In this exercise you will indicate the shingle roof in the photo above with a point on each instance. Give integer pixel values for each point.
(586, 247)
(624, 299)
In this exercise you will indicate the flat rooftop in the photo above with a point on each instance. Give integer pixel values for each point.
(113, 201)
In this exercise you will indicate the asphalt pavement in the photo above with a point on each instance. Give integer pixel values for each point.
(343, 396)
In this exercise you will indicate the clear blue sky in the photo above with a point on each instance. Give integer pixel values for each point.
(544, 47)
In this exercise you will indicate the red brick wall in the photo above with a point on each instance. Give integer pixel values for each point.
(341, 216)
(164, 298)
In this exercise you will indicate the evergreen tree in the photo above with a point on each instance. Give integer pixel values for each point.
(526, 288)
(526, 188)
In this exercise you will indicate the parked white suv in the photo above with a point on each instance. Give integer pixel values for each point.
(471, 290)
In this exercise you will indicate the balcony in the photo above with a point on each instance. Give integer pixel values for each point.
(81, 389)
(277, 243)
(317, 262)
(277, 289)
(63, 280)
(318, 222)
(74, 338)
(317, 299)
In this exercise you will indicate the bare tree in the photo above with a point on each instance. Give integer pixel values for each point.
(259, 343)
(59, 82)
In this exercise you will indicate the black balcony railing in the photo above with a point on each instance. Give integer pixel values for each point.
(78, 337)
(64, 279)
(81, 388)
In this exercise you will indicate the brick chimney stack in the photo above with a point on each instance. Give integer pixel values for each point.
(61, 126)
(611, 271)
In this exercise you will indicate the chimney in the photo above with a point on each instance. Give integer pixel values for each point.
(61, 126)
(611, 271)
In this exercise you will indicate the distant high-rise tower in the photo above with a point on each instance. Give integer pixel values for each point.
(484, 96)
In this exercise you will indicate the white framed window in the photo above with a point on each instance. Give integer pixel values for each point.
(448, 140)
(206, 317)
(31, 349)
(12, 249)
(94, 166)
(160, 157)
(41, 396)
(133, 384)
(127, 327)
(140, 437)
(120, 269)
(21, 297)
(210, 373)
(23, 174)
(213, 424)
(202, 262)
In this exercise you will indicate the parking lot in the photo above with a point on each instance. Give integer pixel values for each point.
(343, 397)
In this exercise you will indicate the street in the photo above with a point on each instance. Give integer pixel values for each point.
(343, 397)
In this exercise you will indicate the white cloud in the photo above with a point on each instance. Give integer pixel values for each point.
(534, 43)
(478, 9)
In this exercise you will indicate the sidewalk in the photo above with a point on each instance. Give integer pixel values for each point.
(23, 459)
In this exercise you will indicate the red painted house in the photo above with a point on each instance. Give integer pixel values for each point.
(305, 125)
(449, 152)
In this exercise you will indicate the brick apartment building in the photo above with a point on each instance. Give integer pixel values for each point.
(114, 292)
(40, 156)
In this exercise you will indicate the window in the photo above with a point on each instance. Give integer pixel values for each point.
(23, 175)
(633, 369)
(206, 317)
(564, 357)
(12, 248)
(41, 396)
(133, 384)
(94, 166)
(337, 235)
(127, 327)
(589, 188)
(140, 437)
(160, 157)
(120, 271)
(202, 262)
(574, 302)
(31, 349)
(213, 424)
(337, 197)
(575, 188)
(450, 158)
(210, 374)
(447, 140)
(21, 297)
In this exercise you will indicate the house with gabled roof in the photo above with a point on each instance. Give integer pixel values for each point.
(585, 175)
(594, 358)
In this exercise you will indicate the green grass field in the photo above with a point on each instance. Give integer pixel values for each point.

◇ ◇ ◇ ◇

#### Prompt
Quote the data above in full, changing nothing.

#### Exercise response
In this exercise you will indicate the shingle roof in the photo above with a point on each instance. Give integer pixel values for each point.
(586, 247)
(624, 299)
In this exercise you will indicate the flat rooftop in the photo above with a point on each instance. Give integer pixel values for each point.
(113, 201)
In this exercise you will indicate the asphalt pavement in the photo above with a point on each instance. Give integer pixel values for each point.
(343, 396)
In this exercise you will indicate the clear blue sky in the photo above with a point on each instance. Give integer pixel values for each point.
(544, 47)
In this exercise you will indicate the red brick wall in the photo above with a point on each instance. Give integer pixel values for each point.
(341, 216)
(164, 298)
In this exercise you will indicate the evergreen tree in the photo above with a point on each instance. Give integer pixel values for each point.
(526, 288)
(526, 188)
In this exercise you will indicate the parked white suv in the photo above with a point on each instance. Give integer pixel values for each point.
(471, 290)
In this exercise you will indicate the balcony in the photo above with a point on each instance. Give integer pixel values for each point.
(81, 389)
(277, 243)
(317, 262)
(277, 289)
(63, 280)
(318, 222)
(74, 338)
(317, 299)
In this exercise you will indicate the bare tree in the photo above with a point on each instance. Give integer pixel values for each point.
(259, 343)
(59, 82)
In this exercise you will indicate the black balcony railing in the photo above with a point on each instance. Give integer pixel values for each point.
(78, 337)
(64, 279)
(81, 388)
In this exercise you will indicate the brick chimney stack in the photo above with a point on each instance. Give integer pixel values for each point.
(61, 126)
(611, 271)
In this exercise you will indicate the chimney in the photo above with a point on each instance. Give integer pixel values for each point.
(61, 126)
(611, 271)
In this exercise you will indicate the distant high-rise tower in the photo above with a point on each instance. Give integer pixel values for each point.
(484, 96)
In this exercise you will indicate the white framed window in the photo above with a point on each instance. Give integer pixel values for each point.
(448, 140)
(206, 317)
(31, 349)
(12, 249)
(94, 166)
(160, 157)
(41, 396)
(133, 384)
(127, 327)
(140, 437)
(120, 269)
(21, 297)
(210, 373)
(23, 174)
(213, 424)
(202, 262)
In this exercise you will indicate the parking lot in the photo above with a point on each instance. Give integer pixel values for each point.
(343, 397)
In this exercise you will indicate the street in the photo above with a point on each instance. Give integer pixel values for each point.
(343, 397)
In this exercise you will indicate the white cloud in the photo above with a point on each instance. Give integer pixel values for each point.
(534, 43)
(478, 9)
In this exercise you will indicate the sidewalk in the photo above with a point on each instance. Give integer pixel values for each point.
(23, 459)
In this exercise you will indicate the red painted house in the photo above with a point on each instance. Give integer pixel values for each point.
(305, 125)
(449, 152)
In this exercise you will indicate the brick apartment building in the photo above with a point on each instance. Give integer pixel values for each point.
(114, 292)
(40, 156)
In this exercise you will indicate the window in the photo above with a point on each instance. Give integer pixel values for each point.
(23, 175)
(633, 369)
(206, 317)
(564, 357)
(12, 248)
(41, 396)
(133, 384)
(94, 166)
(337, 235)
(127, 327)
(589, 188)
(140, 437)
(160, 157)
(120, 271)
(202, 262)
(574, 302)
(31, 349)
(213, 424)
(337, 197)
(575, 188)
(450, 158)
(210, 374)
(447, 140)
(21, 297)
In this exercise you will indicate the house with gabled roof in the photo above with a point on each instance. Give integer pixel values for each point.
(585, 175)
(594, 358)
In this exercise you will indicate the green grass field in the photo above with a point on each instance. Give integer pixel values for each point.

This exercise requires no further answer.